## RECORDS SHOWN
========================================

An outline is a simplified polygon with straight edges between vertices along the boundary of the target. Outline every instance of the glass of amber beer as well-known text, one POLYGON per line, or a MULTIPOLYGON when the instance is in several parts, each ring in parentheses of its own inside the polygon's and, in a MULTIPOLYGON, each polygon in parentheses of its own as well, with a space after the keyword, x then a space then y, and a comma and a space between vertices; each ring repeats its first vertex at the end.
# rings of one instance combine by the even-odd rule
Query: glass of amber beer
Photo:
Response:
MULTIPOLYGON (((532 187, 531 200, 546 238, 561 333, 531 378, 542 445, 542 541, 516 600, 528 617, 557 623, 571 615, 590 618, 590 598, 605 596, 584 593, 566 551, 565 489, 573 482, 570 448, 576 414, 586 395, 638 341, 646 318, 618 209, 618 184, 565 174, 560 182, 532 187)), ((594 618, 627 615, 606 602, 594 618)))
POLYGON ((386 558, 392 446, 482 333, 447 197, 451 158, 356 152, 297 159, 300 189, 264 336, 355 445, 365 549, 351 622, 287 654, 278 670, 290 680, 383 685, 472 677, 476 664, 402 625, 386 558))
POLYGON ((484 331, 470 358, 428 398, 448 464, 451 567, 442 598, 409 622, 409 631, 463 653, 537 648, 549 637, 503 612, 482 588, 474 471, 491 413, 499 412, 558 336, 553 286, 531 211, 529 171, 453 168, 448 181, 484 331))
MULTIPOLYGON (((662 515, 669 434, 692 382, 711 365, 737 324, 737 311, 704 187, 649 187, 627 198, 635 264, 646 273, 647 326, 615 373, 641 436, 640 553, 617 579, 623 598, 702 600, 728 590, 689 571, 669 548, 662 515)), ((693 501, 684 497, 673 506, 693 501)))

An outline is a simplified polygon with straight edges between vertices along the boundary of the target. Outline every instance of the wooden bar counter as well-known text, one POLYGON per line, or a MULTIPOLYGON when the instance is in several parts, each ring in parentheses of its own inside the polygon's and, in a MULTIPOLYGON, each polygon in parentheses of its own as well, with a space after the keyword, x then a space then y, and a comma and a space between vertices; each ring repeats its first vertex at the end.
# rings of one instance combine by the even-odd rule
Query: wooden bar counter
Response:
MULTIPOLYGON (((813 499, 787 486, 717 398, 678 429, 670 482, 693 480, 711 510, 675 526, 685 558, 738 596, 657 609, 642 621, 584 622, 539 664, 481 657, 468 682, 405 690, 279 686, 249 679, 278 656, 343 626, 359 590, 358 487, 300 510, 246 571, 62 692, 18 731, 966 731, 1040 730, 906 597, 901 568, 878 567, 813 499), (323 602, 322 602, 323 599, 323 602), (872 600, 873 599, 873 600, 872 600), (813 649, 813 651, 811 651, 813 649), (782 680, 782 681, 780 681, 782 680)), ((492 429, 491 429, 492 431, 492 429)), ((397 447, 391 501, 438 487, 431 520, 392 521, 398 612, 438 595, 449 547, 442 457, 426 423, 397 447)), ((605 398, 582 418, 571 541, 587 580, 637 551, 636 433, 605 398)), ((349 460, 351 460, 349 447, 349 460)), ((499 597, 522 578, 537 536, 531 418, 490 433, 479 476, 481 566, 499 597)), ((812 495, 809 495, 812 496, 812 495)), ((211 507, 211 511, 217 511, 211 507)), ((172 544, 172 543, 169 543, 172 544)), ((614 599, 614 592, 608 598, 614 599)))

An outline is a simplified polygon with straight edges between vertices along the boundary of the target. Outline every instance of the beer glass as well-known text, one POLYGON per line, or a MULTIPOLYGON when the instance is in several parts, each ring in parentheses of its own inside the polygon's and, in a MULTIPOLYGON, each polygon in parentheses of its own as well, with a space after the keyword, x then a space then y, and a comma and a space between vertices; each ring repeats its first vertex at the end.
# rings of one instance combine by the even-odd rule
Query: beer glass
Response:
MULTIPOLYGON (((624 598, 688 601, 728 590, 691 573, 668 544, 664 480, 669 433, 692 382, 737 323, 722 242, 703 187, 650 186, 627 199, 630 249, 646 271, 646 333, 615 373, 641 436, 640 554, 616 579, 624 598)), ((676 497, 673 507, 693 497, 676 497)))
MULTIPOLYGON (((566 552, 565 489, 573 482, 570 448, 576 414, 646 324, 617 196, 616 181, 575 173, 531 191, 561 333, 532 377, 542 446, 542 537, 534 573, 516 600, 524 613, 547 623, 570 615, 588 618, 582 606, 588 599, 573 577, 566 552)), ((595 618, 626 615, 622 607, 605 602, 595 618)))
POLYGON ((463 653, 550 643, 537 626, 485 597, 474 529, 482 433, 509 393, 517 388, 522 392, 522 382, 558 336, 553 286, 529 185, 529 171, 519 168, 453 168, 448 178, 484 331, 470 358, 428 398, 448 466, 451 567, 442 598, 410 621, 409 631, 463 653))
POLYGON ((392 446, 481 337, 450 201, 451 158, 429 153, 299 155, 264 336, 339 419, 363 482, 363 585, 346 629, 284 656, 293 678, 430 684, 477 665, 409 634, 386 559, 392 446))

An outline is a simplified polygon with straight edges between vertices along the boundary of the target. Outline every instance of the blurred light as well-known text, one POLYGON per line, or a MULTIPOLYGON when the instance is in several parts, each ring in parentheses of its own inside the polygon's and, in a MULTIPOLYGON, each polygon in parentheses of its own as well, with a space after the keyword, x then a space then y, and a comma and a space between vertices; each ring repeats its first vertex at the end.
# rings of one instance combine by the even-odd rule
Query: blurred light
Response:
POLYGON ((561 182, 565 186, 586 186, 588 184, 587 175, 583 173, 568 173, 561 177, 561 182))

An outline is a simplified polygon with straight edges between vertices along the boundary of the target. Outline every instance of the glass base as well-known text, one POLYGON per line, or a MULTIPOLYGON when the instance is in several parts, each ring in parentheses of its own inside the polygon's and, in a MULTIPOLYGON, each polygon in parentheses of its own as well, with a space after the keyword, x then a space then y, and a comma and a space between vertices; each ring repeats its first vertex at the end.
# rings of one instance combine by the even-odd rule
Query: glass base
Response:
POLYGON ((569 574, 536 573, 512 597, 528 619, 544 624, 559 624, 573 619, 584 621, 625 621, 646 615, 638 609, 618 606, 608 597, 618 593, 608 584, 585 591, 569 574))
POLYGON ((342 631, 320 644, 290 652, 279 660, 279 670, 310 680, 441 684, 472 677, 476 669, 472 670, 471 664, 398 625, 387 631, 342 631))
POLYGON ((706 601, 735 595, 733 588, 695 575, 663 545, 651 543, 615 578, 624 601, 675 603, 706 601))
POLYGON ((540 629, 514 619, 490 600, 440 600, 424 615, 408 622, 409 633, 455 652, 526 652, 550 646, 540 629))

========================================

## STATED EXERCISE
Rewrite all the rows above, replacing each "well-known text" with "WKT" and leaving everything else unchanged.

## SOLUTION FOR THIS EXERCISE
An outline is a simplified polygon with straight edges between vertices along the boundary of the target. Outline every instance of the glass of amber beer as WKT, one POLYGON per line, or a MULTIPOLYGON when the instance is in several parts, each ring in parentheses of its own inside the polygon's and, in a MULTIPOLYGON, each polygon in parentheses of its own as well, with a space after the keyword, x then a space then y, and a comma and a space between vertices; each ring repeats its first vertex at the end.
# rings of one instance combine by the even-odd rule
Query: glass of amber beer
Photo:
Response:
MULTIPOLYGON (((532 187, 531 200, 546 238, 561 333, 531 378, 542 445, 542 541, 516 600, 528 617, 557 623, 571 615, 590 618, 590 598, 605 596, 584 593, 566 551, 565 489, 573 482, 570 448, 576 414, 586 395, 638 341, 646 318, 618 209, 618 184, 565 174, 560 182, 532 187)), ((594 618, 627 615, 606 602, 594 618)))
POLYGON ((386 558, 392 446, 482 333, 447 197, 451 158, 356 152, 297 159, 300 189, 264 336, 355 445, 365 549, 351 622, 287 654, 278 670, 290 680, 383 685, 472 677, 476 664, 402 625, 386 558))
POLYGON ((484 331, 470 358, 428 398, 448 464, 451 567, 442 598, 409 622, 409 631, 463 653, 537 648, 549 637, 503 612, 482 588, 474 471, 491 413, 499 412, 558 336, 553 286, 531 211, 529 171, 453 168, 448 181, 484 331))
MULTIPOLYGON (((662 515, 669 434, 692 382, 711 365, 737 324, 737 311, 704 187, 649 187, 627 198, 635 264, 646 273, 647 326, 615 373, 641 436, 640 553, 617 579, 623 598, 702 600, 728 590, 689 571, 669 548, 662 515)), ((693 501, 684 497, 673 506, 693 501)))

An outline is a simplified polygon with straight edges between vertices along the boundary of the target. Outline every instance of the wooden bar counter as WKT, one POLYGON per line, or a MULTIPOLYGON when the instance is in several parts, each ring in parentheses of its own inside the polygon's and, in a MULTIPOLYGON, each polygon in parentheses of its own as well, with a space after the keyword, x then a space then y, and a comma and a space between vertices; each ring repeats its first vertex at the end.
# rings of one instance combine by the even-odd rule
Query: wooden bar counter
Response:
MULTIPOLYGON (((813 499, 787 486, 717 398, 678 429, 670 482, 693 480, 711 510, 675 526, 685 558, 738 596, 657 609, 642 621, 584 622, 539 664, 481 657, 468 682, 405 690, 279 686, 249 679, 278 656, 343 626, 359 590, 358 487, 300 510, 246 571, 62 692, 18 731, 966 731, 1040 730, 906 597, 901 568, 878 567, 813 499), (323 602, 322 602, 323 599, 323 602), (872 600, 873 599, 873 600, 872 600), (813 649, 813 651, 811 651, 813 649), (782 680, 782 681, 780 681, 782 680)), ((492 429, 491 429, 492 431, 492 429)), ((397 447, 391 501, 438 487, 431 520, 392 521, 398 612, 438 595, 449 547, 442 457, 426 423, 397 447)), ((605 398, 582 418, 571 541, 587 580, 637 551, 636 433, 605 398)), ((349 460, 351 460, 349 447, 349 460)), ((499 597, 522 578, 537 536, 531 418, 490 433, 479 476, 481 566, 499 597)), ((812 495, 809 495, 812 496, 812 495)), ((211 507, 211 511, 217 511, 211 507)), ((172 544, 172 543, 169 543, 172 544)), ((614 599, 614 592, 608 598, 614 599)))

An outline is a simplified polygon with straight edges between vertices along the boundary of the target. Outline every instance of the beer glass as WKT, one POLYGON per line, or a MULTIPOLYGON when the instance is in several parts, each ring in parentheses of its own inside the polygon's and, in a MULTIPOLYGON, each polygon in parentheses of its own as well, with a space after the keyword, x then a space then y, and a comma and a space between vertices; each ring repeats its first vertex at the end.
# rings of one instance combine by the even-odd rule
Query: beer glass
Response:
MULTIPOLYGON (((624 598, 688 601, 728 590, 691 573, 668 544, 664 480, 669 433, 692 382, 737 323, 722 242, 703 187, 650 186, 627 199, 630 249, 646 271, 646 333, 615 373, 641 436, 640 554, 616 579, 624 598)), ((676 497, 673 507, 693 497, 676 497)))
MULTIPOLYGON (((566 552, 565 489, 573 482, 570 448, 576 414, 646 324, 617 196, 616 181, 575 173, 531 191, 561 333, 532 377, 542 446, 542 537, 534 573, 516 600, 524 613, 547 623, 570 615, 588 618, 582 606, 588 599, 573 577, 566 552)), ((595 618, 626 615, 622 607, 605 602, 595 618)))
POLYGON ((463 653, 550 643, 537 626, 485 597, 474 529, 482 433, 509 393, 517 388, 522 392, 522 382, 558 336, 553 286, 529 185, 529 171, 519 168, 453 168, 448 178, 484 331, 470 358, 428 398, 448 466, 451 567, 442 598, 410 621, 409 631, 463 653))
POLYGON ((392 446, 481 337, 450 201, 451 158, 429 153, 299 155, 264 336, 339 419, 363 482, 363 585, 346 629, 284 656, 293 678, 430 684, 477 665, 409 634, 386 559, 392 446))

An outline is a simplified polygon with straight edges between vertices along the boundary of the target. Outline every instance of the blurred light as WKT, one POLYGON per line, or a MULTIPOLYGON when the instance is in several parts, each ring in parentheses of its own inside the polygon's and, in a MULTIPOLYGON, each polygon in parentheses of its own as well, with a space after the keyword, x then a space then y, and a comma and a space between vertices; each ring repeats its first vertex at the end.
# rings of one instance combine by the even-odd rule
Query: blurred light
Response:
POLYGON ((561 182, 565 186, 586 186, 588 184, 587 175, 583 173, 568 173, 561 177, 561 182))

An outline is a simplified polygon with straight edges between vertices along the boundary of the target. Outline every instance of the glass base as WKT, one POLYGON per line, or a MULTIPOLYGON when the instance is in several parts, each ring in parentheses of its own inside the polygon's and, in a MULTIPOLYGON, each polygon in parentheses of its own as well, with a space after the keyword, x then a space then y, and a comma and a space between vertices; each ring repeats its first vertex at the end.
# rings of one instance combine by the even-odd rule
Query: glass base
Response:
POLYGON ((569 574, 536 573, 512 597, 528 619, 544 624, 559 624, 573 619, 584 621, 625 621, 646 615, 638 609, 618 606, 608 597, 618 593, 608 584, 585 591, 569 574))
POLYGON ((342 631, 320 644, 290 652, 279 660, 279 670, 310 680, 441 684, 472 677, 476 669, 472 670, 471 664, 398 625, 387 631, 342 631))
POLYGON ((706 601, 735 595, 733 588, 695 575, 663 545, 651 543, 615 578, 624 601, 675 603, 706 601))
POLYGON ((540 629, 514 619, 490 600, 440 600, 424 615, 408 622, 409 633, 455 652, 526 652, 550 646, 540 629))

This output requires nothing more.